OBJECTIF DE L'EXERCICE - Transcrivez fidèlement, à partir du texte proposé ci-dessous, tout ce qui va de « On ne peut donc » jusqu'à « la démocratie ? », ces deux passages compris.

TEXTE PROPOSÉ -
▬▬▬

On ne peut donc pas dire que les instances politiques se désintéressent du sujet. La Nation se donne les moyens de la réflexion. Mais la régulation dans un monde globalisé ne permet pas d’obtenir les effets escomptés. L’innovation au service des intérêts mercantiles se poursuit sous nos yeux.
Ce post fait suite à la lecture du journal « Le 1 » en date du 16/10/2024
Cette édition n°517 du journal consacre une pleine page à Naomi Klein. Mais ce post est directement en lien avec l’article relatif à l’entretien avec le mathématicien David Chavalarias, directeur de recherches au centre d’analyses et de mathématiques sociales du CNRS, auteur de Toxic data (Flammarion), dont les propos sont recueillis par Lou Heliot et Julien Bisson
En lien avec ce post…
France Inter : débat du 7/10, 13 novembre 2024, Réseaux sociaux : une menace durable pour la démocratie ?

▬▬▬

INFORMATIONS FOURNIES -
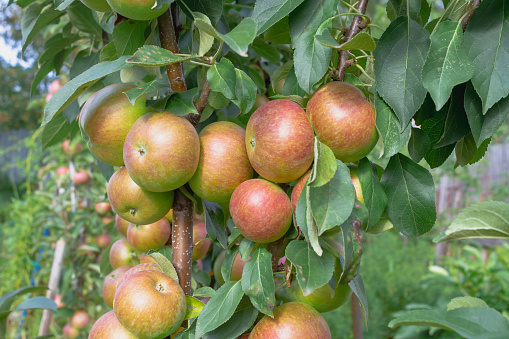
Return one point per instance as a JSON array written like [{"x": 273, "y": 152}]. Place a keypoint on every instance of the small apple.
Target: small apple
[
  {"x": 261, "y": 210},
  {"x": 135, "y": 204},
  {"x": 292, "y": 320},
  {"x": 343, "y": 120},
  {"x": 111, "y": 283},
  {"x": 150, "y": 304},
  {"x": 149, "y": 237},
  {"x": 223, "y": 162},
  {"x": 161, "y": 151},
  {"x": 280, "y": 141}
]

▬▬▬

ZONE DE RÉPONSE -
On ne peut donc pas dire que les instances politiques se désintéressent du sujet. La Nation se donne les moyens de la réflexion. Mais la régulation dans un monde globalisé ne permet pas d’obtenir les effets escomptés. L’innovation au service des intérêts mercantiles se poursuit sous nos yeux.
Ce post fait suite à la lecture du journal « Le 1 » en date du 16/10/2024
Cette édition n°517 du journal consacre une pleine page à Naomi Klein. Mais ce post est directement en lien avec l’article relatif à l’entretien avec le mathématicien David Chavalarias, directeur de recherches au centre d’analyses et de mathématiques sociales du CNRS, auteur de Toxic data (Flammarion), dont les propos sont recueillis par Lou Heliot et Julien Bisson
En lien avec ce post…
France Inter : débat du 7/10, 13 novembre 2024, Réseaux sociaux : une menace durable pour la démocratie ?